#### [Exercise aim]
Would you please copy the entries exactly, leaving every picture aside?

#### [Stored items from a collection]

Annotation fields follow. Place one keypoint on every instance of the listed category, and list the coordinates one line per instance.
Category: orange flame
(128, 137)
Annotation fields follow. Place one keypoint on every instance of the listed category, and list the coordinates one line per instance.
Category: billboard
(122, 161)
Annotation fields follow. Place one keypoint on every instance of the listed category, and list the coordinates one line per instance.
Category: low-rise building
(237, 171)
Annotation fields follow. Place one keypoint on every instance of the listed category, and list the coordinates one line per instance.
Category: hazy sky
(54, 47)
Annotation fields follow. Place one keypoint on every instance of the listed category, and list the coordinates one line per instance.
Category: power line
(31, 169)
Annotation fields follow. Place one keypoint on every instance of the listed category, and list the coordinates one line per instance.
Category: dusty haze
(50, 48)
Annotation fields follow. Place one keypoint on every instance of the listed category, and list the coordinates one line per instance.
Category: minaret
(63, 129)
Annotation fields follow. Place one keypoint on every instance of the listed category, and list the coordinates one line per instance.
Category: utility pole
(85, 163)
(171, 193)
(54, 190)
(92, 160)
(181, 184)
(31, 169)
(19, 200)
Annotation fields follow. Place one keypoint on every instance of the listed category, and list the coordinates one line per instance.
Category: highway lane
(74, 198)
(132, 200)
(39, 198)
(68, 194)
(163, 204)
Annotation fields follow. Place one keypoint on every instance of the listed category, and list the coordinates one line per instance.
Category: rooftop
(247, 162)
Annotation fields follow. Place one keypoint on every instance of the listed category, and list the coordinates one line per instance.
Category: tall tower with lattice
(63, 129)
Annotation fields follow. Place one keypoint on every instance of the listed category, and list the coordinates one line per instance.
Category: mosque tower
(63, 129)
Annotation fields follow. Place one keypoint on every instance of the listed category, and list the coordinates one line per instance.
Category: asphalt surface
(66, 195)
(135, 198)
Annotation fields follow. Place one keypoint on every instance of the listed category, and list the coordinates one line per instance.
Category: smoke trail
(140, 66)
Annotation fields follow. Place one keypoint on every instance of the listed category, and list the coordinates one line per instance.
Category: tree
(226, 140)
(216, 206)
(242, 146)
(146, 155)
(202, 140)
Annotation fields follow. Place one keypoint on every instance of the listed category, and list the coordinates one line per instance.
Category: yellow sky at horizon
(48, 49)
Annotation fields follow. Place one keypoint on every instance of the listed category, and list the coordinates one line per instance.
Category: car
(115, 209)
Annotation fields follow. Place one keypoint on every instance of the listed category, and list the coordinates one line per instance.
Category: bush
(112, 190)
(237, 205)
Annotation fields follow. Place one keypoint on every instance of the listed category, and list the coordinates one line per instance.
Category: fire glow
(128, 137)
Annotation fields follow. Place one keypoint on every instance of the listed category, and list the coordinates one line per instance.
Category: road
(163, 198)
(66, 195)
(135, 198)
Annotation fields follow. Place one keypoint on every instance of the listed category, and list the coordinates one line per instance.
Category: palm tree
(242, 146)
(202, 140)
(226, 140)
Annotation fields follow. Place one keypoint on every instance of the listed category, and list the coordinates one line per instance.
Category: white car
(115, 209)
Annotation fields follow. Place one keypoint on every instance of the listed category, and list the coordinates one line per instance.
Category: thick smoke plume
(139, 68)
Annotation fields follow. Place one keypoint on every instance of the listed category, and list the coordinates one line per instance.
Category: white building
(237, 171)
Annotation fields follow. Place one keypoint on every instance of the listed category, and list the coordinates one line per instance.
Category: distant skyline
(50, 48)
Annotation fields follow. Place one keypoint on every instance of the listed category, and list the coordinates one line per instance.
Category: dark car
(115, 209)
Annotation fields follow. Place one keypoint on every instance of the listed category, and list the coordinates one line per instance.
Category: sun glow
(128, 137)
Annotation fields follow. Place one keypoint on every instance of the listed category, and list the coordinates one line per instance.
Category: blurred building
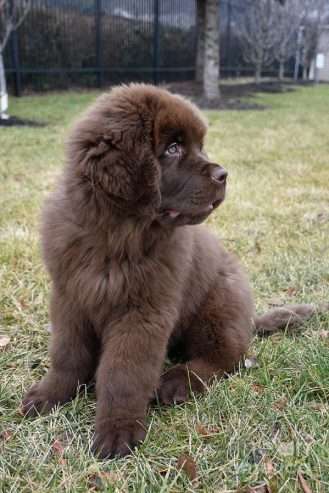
(320, 65)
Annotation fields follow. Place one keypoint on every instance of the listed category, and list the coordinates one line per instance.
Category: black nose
(219, 175)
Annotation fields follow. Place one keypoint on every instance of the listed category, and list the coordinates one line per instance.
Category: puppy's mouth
(178, 217)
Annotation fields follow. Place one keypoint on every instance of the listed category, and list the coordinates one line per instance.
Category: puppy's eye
(173, 149)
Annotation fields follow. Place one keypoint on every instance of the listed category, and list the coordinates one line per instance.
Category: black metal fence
(90, 43)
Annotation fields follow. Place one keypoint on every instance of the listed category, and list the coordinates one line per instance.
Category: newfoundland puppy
(134, 275)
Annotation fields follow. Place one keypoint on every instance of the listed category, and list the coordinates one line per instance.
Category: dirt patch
(233, 95)
(14, 121)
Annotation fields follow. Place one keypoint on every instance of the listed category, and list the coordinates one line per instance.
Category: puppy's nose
(219, 175)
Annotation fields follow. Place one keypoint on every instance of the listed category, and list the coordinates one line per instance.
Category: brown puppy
(131, 278)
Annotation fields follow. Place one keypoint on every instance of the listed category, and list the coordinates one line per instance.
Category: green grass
(276, 414)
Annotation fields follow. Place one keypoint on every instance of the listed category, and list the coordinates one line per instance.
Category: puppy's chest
(117, 283)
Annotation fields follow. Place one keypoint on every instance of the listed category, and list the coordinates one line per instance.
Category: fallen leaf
(286, 448)
(303, 484)
(257, 455)
(206, 432)
(324, 334)
(291, 291)
(281, 403)
(58, 450)
(100, 480)
(95, 483)
(261, 488)
(268, 466)
(258, 388)
(319, 217)
(251, 362)
(319, 406)
(275, 302)
(4, 341)
(186, 463)
(258, 248)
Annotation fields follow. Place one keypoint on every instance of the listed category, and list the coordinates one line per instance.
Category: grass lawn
(268, 423)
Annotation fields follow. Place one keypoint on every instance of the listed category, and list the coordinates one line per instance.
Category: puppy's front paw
(177, 384)
(118, 438)
(36, 401)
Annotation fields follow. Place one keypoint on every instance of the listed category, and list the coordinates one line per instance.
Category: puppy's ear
(114, 154)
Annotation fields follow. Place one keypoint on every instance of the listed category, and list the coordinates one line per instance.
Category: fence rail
(94, 43)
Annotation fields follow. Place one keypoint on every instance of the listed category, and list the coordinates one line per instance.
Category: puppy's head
(142, 148)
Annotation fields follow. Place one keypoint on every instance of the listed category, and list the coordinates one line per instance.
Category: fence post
(228, 36)
(15, 60)
(156, 42)
(98, 26)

#### [Answer below]
Annotation fields follow. Place one keypoint on every instance of the listed category, and list the coordinates one line per instance.
Category: orange flame
(128, 137)
Annotation fields follow. Place one keypoint on every instance of the listed category, and list the coordinates one line per instance.
Category: billboard
(122, 161)
Annotation fields follow. Place one keypoint on every instance of the listed category, and list the coordinates one line per instance.
Category: low-rise building
(237, 171)
Annotation fields follow. Place one keypoint on every instance of the listed category, and list the coordinates one line per instance.
Category: hazy sky
(54, 47)
Annotation fields follow. Place one keypoint on every instance of the listed category, and list the coordinates one line per instance.
Category: power line
(31, 169)
Annotation fields follow. Place one keypoint on every instance of the listed category, and list the coordinates one line per instance.
Category: dusty haze
(50, 48)
Annotation fields follow. Place one keypoint on every instance of the listed category, and list the coordinates one line per instance.
Category: minaret
(63, 129)
Annotation fields follow. Place one keypoint on every instance of the listed category, and list the coordinates one line per instance.
Category: utility pole
(85, 163)
(171, 193)
(54, 190)
(92, 160)
(181, 184)
(31, 169)
(19, 200)
Annotation fields follow. Place one keypoint on every instance of the listed category, and list the coordinates one line per instance.
Category: highway lane
(74, 198)
(132, 200)
(39, 198)
(68, 194)
(163, 204)
Annotation fields follow. Place one keypoint on every instance of the listed category, and list the coordinates one line per instance.
Category: rooftop
(247, 162)
Annotation fields follow. Place one keypoint on every instance of the listed category, and list the coordinates one line per instance.
Category: tall tower with lattice
(63, 129)
Annotation fields follow. Place one keypoint on every instance of the listed category, and list the coordinates one line per instance.
Category: mosque tower
(63, 129)
Annotation fields follow. Place one keypoint on every instance of the listed category, and list the coordinates one line per instance.
Category: asphalt surface
(66, 195)
(135, 198)
Annotation fields follow. Place one keypoint on every instance of the listed category, and list the coordinates one line per instance.
Category: smoke trail
(140, 66)
Annotation fields follow. Place one keypoint on every instance of the listed category, and list the coordinates one line per instance.
Category: tree
(226, 140)
(216, 206)
(242, 146)
(146, 155)
(202, 140)
Annotation fields follow. Place one keypoint on every instance of the listed category, and list the coordinates one line per instance.
Category: yellow sky at horizon
(48, 49)
Annotation fields follow. Place one keypoint on every instance of the listed category, and list the coordinates one line per instance.
Category: car
(115, 209)
Annotation fields follow. Place one keypoint on every instance of the listed category, and list the coordinates one line per instance.
Category: bush
(112, 190)
(237, 205)
Annotation fields follow. Place one keypoint on every instance of the listed category, and list the coordinates one line per instance.
Category: fire glow
(128, 137)
Annotation fields follow. Place one keypoint on every instance of the listed category, and list the coordinates one line per instance.
Category: road
(163, 198)
(66, 195)
(135, 198)
Annotation fields follow. Place one keypoint on every instance of the listed category, and list the coordinates one line per instance.
Category: palm tree
(242, 146)
(202, 140)
(226, 140)
Annotation fields follow. Place one keypoint on every instance of the listed category, and list the coordinates one line per instance.
Category: white car
(115, 209)
Annotation fields follow. Place one keypoint on every instance of the listed category, and list the coordinates one line per instance.
Category: thick smoke plume
(139, 68)
Annotation fields follow. Place one keypoint on every instance of the listed category, and list the coordinates one line per instance.
Category: white building
(237, 171)
Annotation fields follow. Place one keypoint on every instance of the listed category, and list the coordinates one line per instance.
Category: distant skyline
(50, 48)
Annotation fields follow. Place one keypoint on every instance of the listed category, and list the coordinates one line per instance.
Category: dark car
(115, 209)
Annotation fields follow. Place one keypoint on every instance of the listed category, and list the coordinates one line per instance.
Category: sun glow
(128, 137)
Annotation fields follow. Place one keypoint on every instance of the listed category, and list the coordinates one line per instance.
Category: blurred building
(320, 65)
Annotation fields follow. Place one keypoint on every instance of the listed category, and list the coordinates one line per instance.
Category: black nose
(219, 175)
Annotation fields follow. Place one keypoint on every instance of the listed category, and list the coordinates one line per instance.
Category: puppy's mouth
(178, 217)
Annotation fields follow. Place one keypoint on every instance of the listed category, and list the coordinates one line per instance.
Category: puppy's eye
(173, 149)
Annotation fields follow. Place one keypoint on every instance of the listed category, and list the coordinates one line per instance.
Category: black metal fence
(90, 43)
Annotation fields follow. Place one keypoint on every instance of the listed category, and list the coordinates one line per instance.
Category: newfoundland puppy
(134, 275)
Annotation fields follow. Place one keypoint on every instance of the listed category, and list the coordinates one line per instance.
Category: dirt patch
(233, 95)
(14, 121)
Annotation fields follow. Place one keypoint on every instance of the listed category, and list the coordinates one line per instance.
Category: puppy's nose
(219, 175)
Annotation fields follow. Place one keypoint on every instance of the listed category, and list the coordinates one line per instance.
Category: brown puppy
(131, 278)
Annotation fields follow. Place one keypoint on every instance of the listed category, and list the coordinates one line per instance.
Category: green grass
(276, 414)
Annotation fields follow. Place one keypoint on every instance of the listed category, and list the coordinates one line per instance.
Category: puppy's chest
(117, 283)
Annotation fields follow. Place one keypoint on every instance of the listed category, and list the coordinates one line per instance.
Category: fallen leaf
(286, 448)
(303, 484)
(257, 455)
(206, 432)
(324, 334)
(291, 291)
(281, 403)
(58, 450)
(100, 480)
(95, 483)
(261, 488)
(268, 466)
(258, 388)
(319, 217)
(251, 362)
(319, 406)
(275, 302)
(4, 341)
(186, 463)
(258, 248)
Annotation fields follow. Place one keypoint on every instance of the listed category, and list the coordinates one line per instance.
Category: grass lawn
(268, 423)
Annotation fields follow. Place one keypoint on every instance of the listed category, and list the coordinates one line per instance.
Category: puppy's front paw
(177, 384)
(118, 438)
(36, 401)
Annotation fields follow. Place one keypoint on every instance of the listed category, and list the coordinates one line per instance.
Category: puppy's ear
(114, 154)
Annotation fields follow. Place one keypoint on every instance of the listed category, and list the coordinates one line per instance.
Category: fence rail
(94, 43)
Annotation fields follow. Place one keypoint on every instance of the listed category, and list the coordinates one line per instance.
Category: puppy's head
(142, 148)
Annotation fields follow. Place one keypoint on every instance of the listed category, and list the coordinates one line per instance.
Category: fence post
(228, 36)
(15, 60)
(156, 42)
(98, 26)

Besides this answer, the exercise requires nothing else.